▸ **作成内容**:
読書療法についての原文抜粋のうち、「あなたは読書をしますか? 本」で始まり「示していると言えるでしょう。」で終わる部分を、一字も変えずに出力してもらえますか?

▸ **原文抜粋**:
あなたは読書をしますか? 本を読むという行為は,実は心理療法のひとつとしても使われているのです。
物語を通して,目標に到達するために必要な筋道を洞察する・・・それが,読書療法です。今回は,スマートフォンから離れられないかたのためにも,「読書療法」についてお話ししましょう。
読書療法とは,カウンセリングの過程で,クライアントに特定の物語を読ませるものです。読書によって,クライアントは,書中に登場する人物に触れることになりますが,登場人物は自分の内面を開示し,様々な場面を通してそれを訴えかけてきます。クライアントは,そのようにして表現された登場人物の人間観・世界観を,いわば傍観者の立場で読むことができることになるのです。このことは,面接場面において,クライアントがしばしば感じる圧迫感や反発無しに,他者の内的世界を率直に受け入れることが出来るという読書療法の利点を示していると言えるでしょう。

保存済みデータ
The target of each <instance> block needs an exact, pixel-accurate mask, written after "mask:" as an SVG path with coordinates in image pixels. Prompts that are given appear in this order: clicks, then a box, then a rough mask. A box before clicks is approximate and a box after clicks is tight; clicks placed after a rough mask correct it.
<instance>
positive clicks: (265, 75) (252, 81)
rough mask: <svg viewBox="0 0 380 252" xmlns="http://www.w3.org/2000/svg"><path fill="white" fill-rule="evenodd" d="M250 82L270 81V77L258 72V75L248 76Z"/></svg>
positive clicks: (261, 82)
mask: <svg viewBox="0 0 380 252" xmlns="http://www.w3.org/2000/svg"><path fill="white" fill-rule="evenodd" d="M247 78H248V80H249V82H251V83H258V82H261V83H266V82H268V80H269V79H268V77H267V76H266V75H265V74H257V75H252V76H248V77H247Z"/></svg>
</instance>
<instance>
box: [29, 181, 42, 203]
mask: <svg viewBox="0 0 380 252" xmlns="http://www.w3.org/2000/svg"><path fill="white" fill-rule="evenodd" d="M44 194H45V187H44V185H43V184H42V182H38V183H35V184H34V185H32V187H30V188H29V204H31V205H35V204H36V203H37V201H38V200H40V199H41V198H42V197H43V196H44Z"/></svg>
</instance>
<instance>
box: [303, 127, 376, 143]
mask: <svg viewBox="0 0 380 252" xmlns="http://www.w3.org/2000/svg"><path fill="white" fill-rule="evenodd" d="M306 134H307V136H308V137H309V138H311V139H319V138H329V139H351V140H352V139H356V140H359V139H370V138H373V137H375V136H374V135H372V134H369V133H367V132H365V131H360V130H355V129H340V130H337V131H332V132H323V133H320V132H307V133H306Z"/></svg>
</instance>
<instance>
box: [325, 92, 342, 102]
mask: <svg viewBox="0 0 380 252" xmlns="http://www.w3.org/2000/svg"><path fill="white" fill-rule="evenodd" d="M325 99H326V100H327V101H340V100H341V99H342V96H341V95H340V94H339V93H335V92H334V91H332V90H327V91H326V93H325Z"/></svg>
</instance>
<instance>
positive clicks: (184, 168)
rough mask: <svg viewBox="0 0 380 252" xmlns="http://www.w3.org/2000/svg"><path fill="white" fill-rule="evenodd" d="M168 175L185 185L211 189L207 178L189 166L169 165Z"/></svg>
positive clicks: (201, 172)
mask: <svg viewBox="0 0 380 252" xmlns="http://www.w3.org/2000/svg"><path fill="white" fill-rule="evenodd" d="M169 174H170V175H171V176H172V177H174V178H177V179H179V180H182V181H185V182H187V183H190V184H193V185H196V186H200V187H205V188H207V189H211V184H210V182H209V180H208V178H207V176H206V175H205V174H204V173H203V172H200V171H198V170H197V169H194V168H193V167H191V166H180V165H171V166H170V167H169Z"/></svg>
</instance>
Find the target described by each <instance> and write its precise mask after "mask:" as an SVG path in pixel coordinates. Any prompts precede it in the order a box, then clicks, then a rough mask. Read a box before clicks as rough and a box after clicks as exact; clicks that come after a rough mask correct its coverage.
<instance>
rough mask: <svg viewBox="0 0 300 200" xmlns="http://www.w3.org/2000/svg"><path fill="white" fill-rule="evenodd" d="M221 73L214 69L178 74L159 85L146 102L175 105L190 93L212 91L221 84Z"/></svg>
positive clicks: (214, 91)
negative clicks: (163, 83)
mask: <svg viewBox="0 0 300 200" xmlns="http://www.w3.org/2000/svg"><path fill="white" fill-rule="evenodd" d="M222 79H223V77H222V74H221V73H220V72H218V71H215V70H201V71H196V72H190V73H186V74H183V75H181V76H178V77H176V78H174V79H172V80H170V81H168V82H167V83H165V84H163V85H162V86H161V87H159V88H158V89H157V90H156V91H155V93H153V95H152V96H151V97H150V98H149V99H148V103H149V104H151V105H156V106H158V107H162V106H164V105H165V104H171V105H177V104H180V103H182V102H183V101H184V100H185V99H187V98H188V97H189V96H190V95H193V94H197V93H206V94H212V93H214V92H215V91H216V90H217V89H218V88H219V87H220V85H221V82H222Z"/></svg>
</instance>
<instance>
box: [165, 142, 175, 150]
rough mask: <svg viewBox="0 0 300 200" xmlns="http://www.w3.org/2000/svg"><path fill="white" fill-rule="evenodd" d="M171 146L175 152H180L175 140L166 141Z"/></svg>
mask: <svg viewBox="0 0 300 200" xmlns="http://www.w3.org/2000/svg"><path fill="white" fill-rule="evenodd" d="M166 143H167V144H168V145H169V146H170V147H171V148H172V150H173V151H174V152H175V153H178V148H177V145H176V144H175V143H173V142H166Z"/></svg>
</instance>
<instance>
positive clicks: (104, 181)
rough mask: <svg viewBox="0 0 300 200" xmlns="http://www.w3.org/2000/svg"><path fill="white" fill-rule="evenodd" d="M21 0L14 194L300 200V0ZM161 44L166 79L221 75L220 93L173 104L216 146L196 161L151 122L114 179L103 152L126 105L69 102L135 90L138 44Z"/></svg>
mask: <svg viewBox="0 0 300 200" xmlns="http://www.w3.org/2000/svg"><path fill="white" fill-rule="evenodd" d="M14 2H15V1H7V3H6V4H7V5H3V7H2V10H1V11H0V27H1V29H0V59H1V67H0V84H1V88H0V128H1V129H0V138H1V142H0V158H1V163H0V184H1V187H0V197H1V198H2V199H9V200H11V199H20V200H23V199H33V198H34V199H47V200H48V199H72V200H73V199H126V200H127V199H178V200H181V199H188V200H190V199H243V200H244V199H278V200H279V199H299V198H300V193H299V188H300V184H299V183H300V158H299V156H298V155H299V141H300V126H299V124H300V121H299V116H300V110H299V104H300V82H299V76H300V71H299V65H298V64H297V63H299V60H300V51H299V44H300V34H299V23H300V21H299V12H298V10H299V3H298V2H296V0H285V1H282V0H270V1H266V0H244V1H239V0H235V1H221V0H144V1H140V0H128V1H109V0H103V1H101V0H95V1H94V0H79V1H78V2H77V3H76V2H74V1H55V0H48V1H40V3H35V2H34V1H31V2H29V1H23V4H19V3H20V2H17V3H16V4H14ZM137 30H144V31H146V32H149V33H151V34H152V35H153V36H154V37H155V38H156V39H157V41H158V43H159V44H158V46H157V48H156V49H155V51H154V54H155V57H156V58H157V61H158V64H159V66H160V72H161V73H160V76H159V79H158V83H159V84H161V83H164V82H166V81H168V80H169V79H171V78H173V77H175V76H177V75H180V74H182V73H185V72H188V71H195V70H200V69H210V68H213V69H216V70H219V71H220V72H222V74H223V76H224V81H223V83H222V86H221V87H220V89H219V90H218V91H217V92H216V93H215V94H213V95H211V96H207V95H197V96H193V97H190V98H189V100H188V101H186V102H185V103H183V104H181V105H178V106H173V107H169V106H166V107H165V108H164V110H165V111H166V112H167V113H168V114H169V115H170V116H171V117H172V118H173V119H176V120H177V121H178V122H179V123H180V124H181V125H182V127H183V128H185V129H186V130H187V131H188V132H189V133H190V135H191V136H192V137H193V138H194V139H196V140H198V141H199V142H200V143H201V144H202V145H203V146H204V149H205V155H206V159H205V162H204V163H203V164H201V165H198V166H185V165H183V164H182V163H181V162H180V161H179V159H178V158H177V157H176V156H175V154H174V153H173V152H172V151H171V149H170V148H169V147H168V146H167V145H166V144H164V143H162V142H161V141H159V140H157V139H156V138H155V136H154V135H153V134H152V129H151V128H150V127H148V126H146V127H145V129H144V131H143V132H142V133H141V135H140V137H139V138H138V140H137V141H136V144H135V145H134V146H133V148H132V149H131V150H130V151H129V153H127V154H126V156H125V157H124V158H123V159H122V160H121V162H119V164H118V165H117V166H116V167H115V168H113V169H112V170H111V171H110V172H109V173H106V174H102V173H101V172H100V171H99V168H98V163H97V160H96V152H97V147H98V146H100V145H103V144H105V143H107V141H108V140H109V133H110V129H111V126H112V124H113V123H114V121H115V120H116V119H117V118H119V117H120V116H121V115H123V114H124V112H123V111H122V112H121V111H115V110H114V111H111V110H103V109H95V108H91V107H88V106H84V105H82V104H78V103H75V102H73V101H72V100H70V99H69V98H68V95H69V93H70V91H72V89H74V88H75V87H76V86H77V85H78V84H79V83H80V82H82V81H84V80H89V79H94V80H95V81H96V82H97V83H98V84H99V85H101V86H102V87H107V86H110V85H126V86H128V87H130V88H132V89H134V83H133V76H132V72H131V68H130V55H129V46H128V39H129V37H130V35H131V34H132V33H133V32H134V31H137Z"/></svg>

▸ **出力結果**:
あなたは読書をしますか? 本を読むという行為は,実は心理療法のひとつとしても使われているのです。
物語を通して,目標に到達するために必要な筋道を洞察する・・・それが,読書療法です。今回は,スマートフォンから離れられないかたのためにも,「読書療法」についてお話ししましょう。
読書療法とは,カウンセリングの過程で,クライアントに特定の物語を読ませるものです。読書によって,クライアントは,書中に登場する人物に触れることになりますが,登場人物は自分の内面を開示し,様々な場面を通してそれを訴えかけてきます。クライアントは,そのようにして表現された登場人物の人間観・世界観を,いわば傍観者の立場で読むことができることになるのです。このことは,面接場面において,クライアントがしばしば感じる圧迫感や反発無しに,他者の内的世界を率直に受け入れることが出来るという読書療法の利点を示していると言えるでしょう。